### WRITTEN PROBLEM
Please copy the listing below word for word, leaving every line unchanged.

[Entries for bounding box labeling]
:::

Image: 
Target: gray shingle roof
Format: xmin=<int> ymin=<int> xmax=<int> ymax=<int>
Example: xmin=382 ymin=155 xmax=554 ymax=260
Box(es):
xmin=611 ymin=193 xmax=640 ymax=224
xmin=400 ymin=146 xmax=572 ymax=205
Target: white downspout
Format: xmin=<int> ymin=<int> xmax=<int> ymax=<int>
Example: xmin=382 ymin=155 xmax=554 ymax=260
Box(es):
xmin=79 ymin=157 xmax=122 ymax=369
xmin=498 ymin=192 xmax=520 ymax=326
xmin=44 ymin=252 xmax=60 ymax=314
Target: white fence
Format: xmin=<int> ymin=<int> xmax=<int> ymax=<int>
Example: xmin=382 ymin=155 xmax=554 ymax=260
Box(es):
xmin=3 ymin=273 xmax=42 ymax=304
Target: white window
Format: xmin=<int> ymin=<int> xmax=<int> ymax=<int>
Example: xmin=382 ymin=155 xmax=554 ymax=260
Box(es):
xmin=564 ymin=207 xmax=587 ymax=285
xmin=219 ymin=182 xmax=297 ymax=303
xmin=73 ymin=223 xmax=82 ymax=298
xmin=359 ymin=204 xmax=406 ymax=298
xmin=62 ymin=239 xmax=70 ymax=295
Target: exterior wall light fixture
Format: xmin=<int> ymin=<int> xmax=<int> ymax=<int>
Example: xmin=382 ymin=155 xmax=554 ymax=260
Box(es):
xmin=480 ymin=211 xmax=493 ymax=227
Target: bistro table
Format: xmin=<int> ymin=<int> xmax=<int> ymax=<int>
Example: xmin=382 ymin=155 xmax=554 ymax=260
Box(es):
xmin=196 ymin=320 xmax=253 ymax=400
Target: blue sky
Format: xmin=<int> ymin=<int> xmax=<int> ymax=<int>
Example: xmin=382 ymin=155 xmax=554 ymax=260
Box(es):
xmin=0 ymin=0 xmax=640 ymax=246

:::

### ANSWER BELOW
Image: 
Target: gray shingle roof
Format: xmin=<int> ymin=<int> xmax=<int> ymax=<int>
Example: xmin=382 ymin=155 xmax=554 ymax=260
Box(es):
xmin=611 ymin=193 xmax=640 ymax=224
xmin=400 ymin=146 xmax=572 ymax=205
Target: white downspout
Format: xmin=<int> ymin=<int> xmax=<int> ymax=<int>
Example: xmin=382 ymin=155 xmax=554 ymax=260
Box(es):
xmin=79 ymin=157 xmax=122 ymax=369
xmin=498 ymin=192 xmax=520 ymax=326
xmin=44 ymin=252 xmax=60 ymax=314
Target: white fence
Format: xmin=<int> ymin=<int> xmax=<int> ymax=<int>
Example: xmin=382 ymin=155 xmax=554 ymax=260
Box(es):
xmin=3 ymin=273 xmax=42 ymax=304
Target: white window
Format: xmin=<int> ymin=<int> xmax=<int> ymax=<int>
Example: xmin=382 ymin=155 xmax=554 ymax=260
Box(es):
xmin=564 ymin=207 xmax=587 ymax=285
xmin=219 ymin=182 xmax=297 ymax=303
xmin=73 ymin=223 xmax=82 ymax=298
xmin=359 ymin=204 xmax=406 ymax=298
xmin=62 ymin=239 xmax=70 ymax=295
Target: exterior wall light fixture
Format: xmin=<int> ymin=<int> xmax=<int> ymax=<int>
Example: xmin=382 ymin=155 xmax=554 ymax=260
Box(es):
xmin=480 ymin=211 xmax=493 ymax=227
Target: bistro table
Format: xmin=<int> ymin=<int> xmax=<int> ymax=<int>
Example: xmin=382 ymin=155 xmax=554 ymax=260
Box(es):
xmin=196 ymin=320 xmax=253 ymax=400
Target: blue sky
Format: xmin=<int> ymin=<int> xmax=<int> ymax=<int>
Example: xmin=382 ymin=155 xmax=554 ymax=260
Box(es):
xmin=0 ymin=0 xmax=640 ymax=246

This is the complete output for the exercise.